EXERCISE AIM
Please edit the rows below, changing "blue book" to "red book" and keeping everything else the same.

SUPPLIED RECORDS
· · ·
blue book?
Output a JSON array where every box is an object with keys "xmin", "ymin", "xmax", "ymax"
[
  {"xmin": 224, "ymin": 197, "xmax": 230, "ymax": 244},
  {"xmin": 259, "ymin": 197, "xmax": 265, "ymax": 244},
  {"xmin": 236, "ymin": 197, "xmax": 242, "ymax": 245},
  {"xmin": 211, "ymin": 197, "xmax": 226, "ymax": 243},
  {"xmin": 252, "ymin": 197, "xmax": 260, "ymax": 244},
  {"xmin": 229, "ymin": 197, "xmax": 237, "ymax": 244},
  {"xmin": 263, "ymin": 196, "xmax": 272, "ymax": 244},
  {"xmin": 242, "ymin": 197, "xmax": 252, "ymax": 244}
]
· · ·
SOLUTION TO THIS EXERCISE
red book?
Output a JSON array where every box is an object with keys "xmin", "ymin", "xmax", "ymax"
[
  {"xmin": 224, "ymin": 197, "xmax": 230, "ymax": 244},
  {"xmin": 259, "ymin": 197, "xmax": 265, "ymax": 244},
  {"xmin": 236, "ymin": 197, "xmax": 242, "ymax": 245},
  {"xmin": 211, "ymin": 197, "xmax": 226, "ymax": 243},
  {"xmin": 252, "ymin": 197, "xmax": 260, "ymax": 244},
  {"xmin": 229, "ymin": 197, "xmax": 237, "ymax": 244},
  {"xmin": 263, "ymin": 196, "xmax": 272, "ymax": 244},
  {"xmin": 242, "ymin": 197, "xmax": 252, "ymax": 244}
]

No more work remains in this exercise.